- Task statement -
Count the lines in the material below that contain the string "seat", treating uppercase and lowercase as different, and reply with only the number.

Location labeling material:
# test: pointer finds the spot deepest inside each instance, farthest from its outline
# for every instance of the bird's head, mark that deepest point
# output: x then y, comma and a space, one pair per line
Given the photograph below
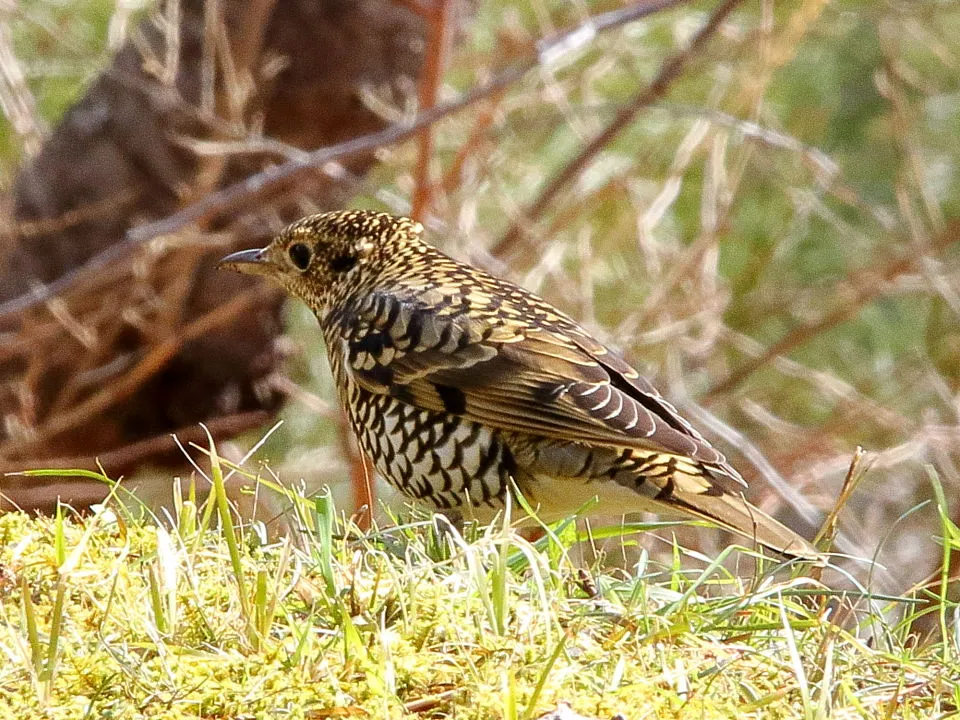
320, 257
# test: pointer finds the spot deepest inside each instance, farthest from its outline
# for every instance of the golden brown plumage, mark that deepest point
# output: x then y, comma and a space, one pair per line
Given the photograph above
458, 384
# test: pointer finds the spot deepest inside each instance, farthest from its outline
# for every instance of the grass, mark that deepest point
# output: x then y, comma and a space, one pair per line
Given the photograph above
114, 616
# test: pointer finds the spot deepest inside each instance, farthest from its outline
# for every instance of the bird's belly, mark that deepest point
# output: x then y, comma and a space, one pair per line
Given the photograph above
438, 459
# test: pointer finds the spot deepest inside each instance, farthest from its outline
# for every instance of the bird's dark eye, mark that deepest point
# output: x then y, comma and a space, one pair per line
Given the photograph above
342, 263
300, 255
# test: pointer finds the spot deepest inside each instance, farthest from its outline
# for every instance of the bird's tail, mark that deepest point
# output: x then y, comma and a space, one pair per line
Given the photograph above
732, 512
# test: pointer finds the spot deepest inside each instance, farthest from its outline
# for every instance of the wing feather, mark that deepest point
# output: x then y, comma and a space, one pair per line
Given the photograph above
557, 382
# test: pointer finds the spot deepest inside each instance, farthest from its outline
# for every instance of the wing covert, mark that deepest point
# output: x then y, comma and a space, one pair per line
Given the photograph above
501, 371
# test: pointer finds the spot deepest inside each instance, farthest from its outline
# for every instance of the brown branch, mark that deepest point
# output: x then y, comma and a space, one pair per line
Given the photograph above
151, 364
435, 61
864, 287
669, 72
241, 195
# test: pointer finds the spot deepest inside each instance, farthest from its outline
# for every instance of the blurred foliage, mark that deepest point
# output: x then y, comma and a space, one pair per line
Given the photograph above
797, 184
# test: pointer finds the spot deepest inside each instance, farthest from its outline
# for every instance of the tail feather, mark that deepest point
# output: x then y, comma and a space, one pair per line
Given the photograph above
732, 512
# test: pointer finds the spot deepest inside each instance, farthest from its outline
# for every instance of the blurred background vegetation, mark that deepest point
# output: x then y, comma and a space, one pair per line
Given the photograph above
767, 228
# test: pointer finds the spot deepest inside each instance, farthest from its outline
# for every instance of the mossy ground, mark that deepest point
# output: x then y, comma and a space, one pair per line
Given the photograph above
103, 616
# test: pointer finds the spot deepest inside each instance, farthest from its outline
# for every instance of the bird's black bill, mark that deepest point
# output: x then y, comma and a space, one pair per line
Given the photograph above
253, 262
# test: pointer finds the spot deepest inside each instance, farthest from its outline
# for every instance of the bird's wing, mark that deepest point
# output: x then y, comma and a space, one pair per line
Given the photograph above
549, 379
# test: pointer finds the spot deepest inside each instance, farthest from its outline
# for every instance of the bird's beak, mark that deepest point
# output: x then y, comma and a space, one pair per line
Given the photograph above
252, 262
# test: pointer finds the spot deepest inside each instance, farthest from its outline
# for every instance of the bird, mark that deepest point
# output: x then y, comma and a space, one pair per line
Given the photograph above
462, 387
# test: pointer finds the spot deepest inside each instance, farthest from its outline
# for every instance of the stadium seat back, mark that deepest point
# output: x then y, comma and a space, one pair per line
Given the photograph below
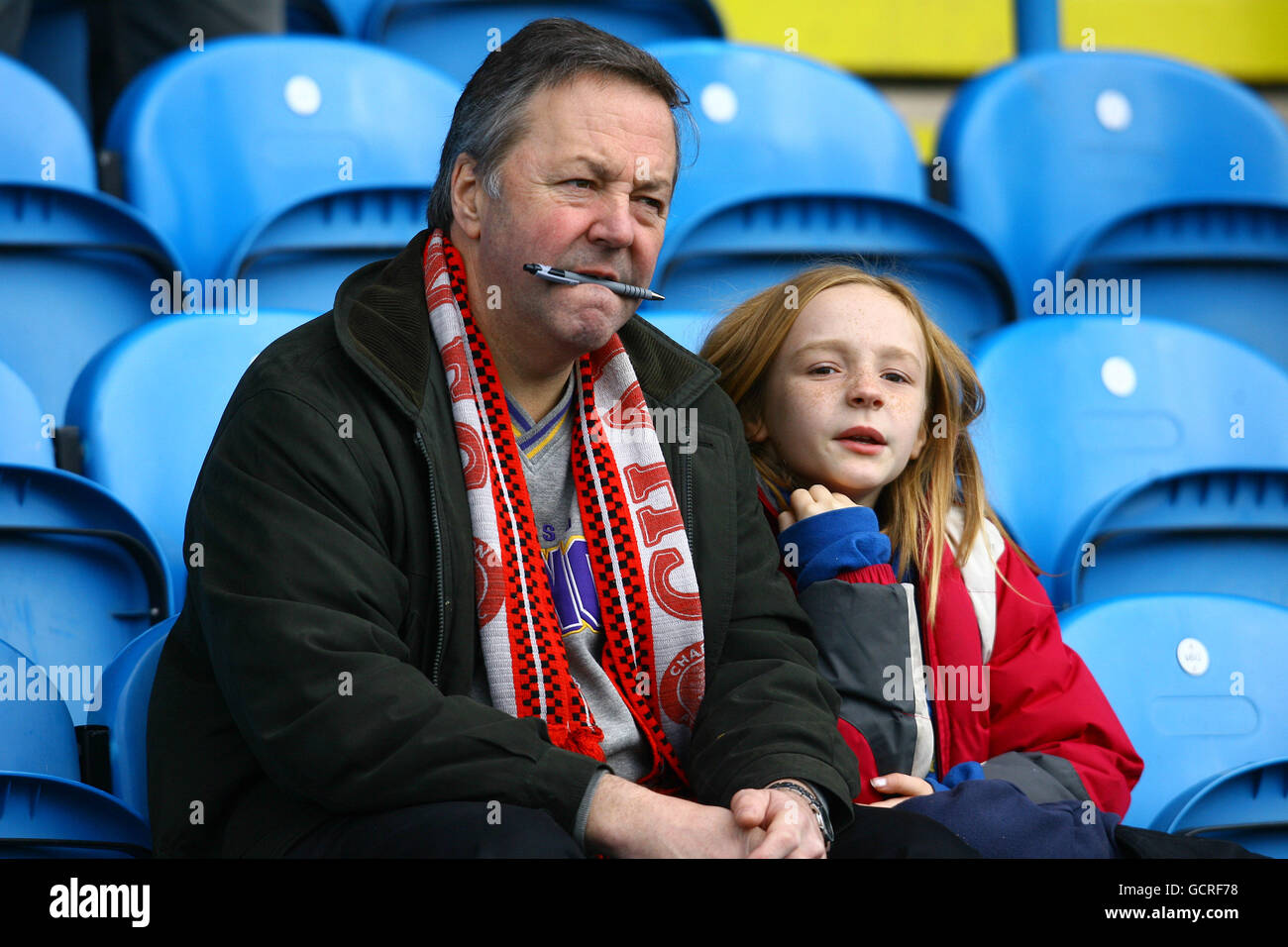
38, 728
77, 270
1220, 265
78, 577
1078, 408
127, 690
44, 137
47, 810
281, 119
149, 406
21, 436
780, 124
299, 258
1048, 146
720, 261
1197, 682
1216, 531
456, 37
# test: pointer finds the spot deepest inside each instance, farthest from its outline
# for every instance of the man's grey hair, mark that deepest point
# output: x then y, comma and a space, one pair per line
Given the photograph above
489, 116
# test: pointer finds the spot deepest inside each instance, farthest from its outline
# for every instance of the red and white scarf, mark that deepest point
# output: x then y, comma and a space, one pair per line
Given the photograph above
638, 548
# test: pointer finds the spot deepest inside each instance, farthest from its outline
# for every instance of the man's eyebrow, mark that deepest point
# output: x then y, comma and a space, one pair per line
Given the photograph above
601, 171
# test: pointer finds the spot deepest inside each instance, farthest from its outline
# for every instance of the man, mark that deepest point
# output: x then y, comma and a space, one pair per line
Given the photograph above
454, 582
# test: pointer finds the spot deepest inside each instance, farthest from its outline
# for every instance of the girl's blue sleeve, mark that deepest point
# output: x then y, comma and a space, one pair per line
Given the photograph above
827, 544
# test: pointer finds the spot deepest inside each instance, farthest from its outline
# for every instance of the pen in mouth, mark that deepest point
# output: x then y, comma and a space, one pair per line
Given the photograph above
568, 277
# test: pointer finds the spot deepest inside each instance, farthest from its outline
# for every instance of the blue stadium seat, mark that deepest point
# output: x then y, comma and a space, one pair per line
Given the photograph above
741, 249
690, 329
44, 138
1077, 410
283, 119
455, 37
77, 270
299, 257
147, 408
1247, 805
780, 123
340, 17
824, 170
78, 574
1222, 265
46, 810
1197, 682
21, 437
127, 689
1219, 531
1050, 147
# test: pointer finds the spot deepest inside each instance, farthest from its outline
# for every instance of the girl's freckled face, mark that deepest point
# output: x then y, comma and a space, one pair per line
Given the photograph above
845, 395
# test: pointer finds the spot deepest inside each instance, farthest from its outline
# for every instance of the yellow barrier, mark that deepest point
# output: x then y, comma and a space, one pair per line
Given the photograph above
952, 39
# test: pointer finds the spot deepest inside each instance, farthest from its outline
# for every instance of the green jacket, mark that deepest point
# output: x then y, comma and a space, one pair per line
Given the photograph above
326, 650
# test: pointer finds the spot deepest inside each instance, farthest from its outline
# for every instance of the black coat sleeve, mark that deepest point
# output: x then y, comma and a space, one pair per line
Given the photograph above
299, 602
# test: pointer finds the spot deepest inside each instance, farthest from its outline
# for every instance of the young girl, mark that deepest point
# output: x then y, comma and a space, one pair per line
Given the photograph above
949, 661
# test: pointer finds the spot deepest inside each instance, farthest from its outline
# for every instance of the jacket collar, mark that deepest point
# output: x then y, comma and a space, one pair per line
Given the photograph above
382, 324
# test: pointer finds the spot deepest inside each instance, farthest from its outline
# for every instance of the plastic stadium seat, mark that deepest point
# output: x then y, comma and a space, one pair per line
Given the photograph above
77, 270
780, 123
690, 329
342, 17
1220, 531
127, 689
300, 257
743, 248
78, 574
1050, 147
1222, 265
824, 169
1247, 805
1078, 410
1197, 682
44, 808
44, 138
147, 408
456, 35
282, 119
21, 437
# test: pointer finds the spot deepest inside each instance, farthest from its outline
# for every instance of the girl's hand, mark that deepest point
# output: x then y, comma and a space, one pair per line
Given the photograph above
807, 502
900, 785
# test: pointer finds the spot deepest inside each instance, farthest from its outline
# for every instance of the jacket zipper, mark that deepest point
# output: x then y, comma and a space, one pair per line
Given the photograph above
438, 562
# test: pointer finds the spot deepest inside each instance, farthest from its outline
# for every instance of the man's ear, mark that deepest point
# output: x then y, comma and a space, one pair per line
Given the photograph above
467, 192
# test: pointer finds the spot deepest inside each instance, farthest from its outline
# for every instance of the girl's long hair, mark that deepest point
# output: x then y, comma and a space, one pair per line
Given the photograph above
912, 509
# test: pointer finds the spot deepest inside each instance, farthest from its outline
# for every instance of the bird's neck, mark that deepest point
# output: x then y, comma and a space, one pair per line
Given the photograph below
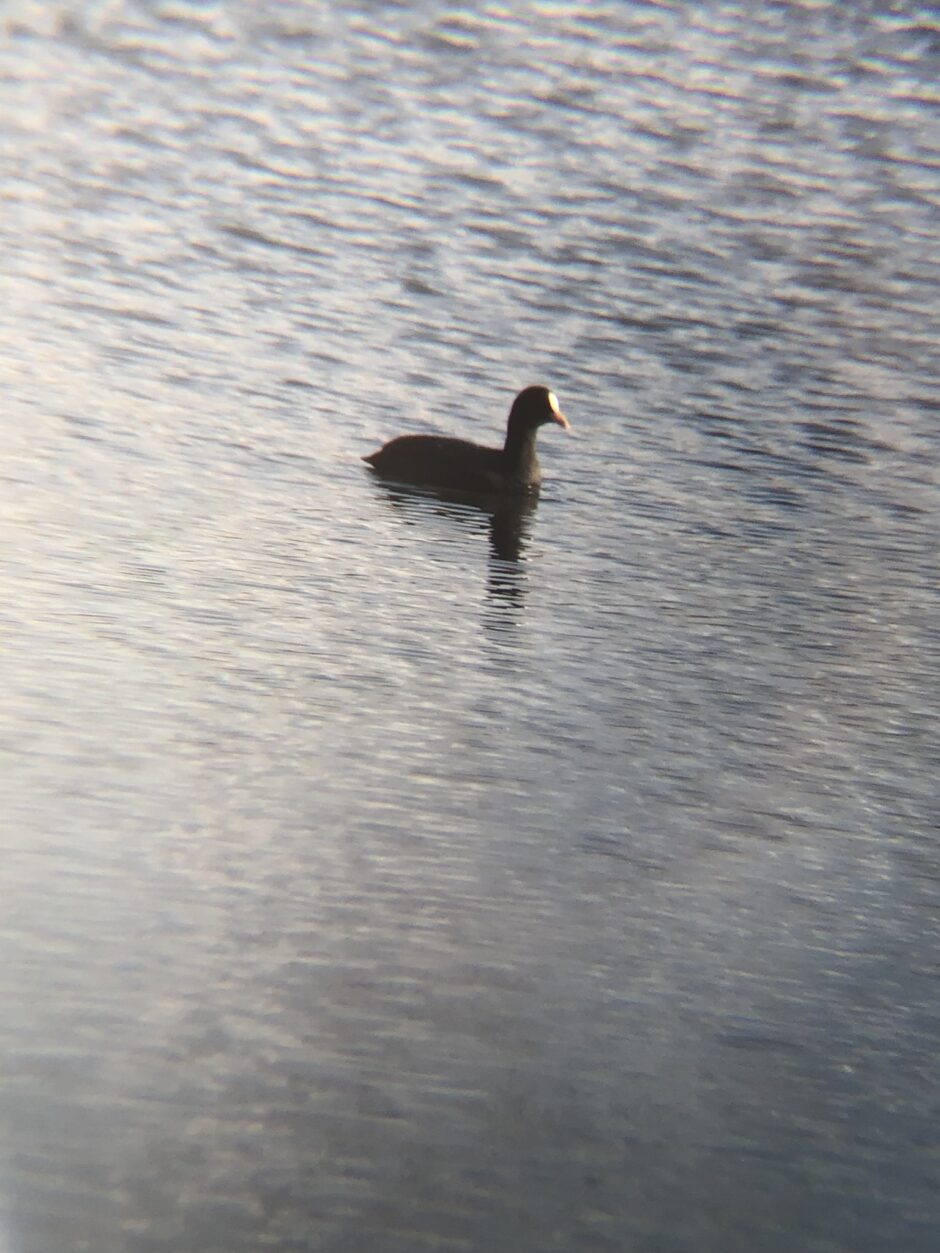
519, 451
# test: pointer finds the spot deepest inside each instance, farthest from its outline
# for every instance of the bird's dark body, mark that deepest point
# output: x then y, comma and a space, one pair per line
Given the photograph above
460, 465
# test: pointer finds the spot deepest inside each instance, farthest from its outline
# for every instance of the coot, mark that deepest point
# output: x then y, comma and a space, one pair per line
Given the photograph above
460, 465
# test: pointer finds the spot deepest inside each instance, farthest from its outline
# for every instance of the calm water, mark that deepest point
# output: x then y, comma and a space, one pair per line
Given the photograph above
381, 876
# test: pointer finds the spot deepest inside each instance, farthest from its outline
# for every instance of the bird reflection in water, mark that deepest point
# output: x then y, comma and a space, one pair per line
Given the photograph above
508, 520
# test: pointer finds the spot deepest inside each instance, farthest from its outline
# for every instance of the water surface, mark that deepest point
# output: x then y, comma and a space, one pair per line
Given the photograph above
382, 875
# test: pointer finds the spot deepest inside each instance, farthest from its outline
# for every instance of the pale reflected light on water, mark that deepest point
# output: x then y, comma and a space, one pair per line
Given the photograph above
386, 872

- Worked solution -
3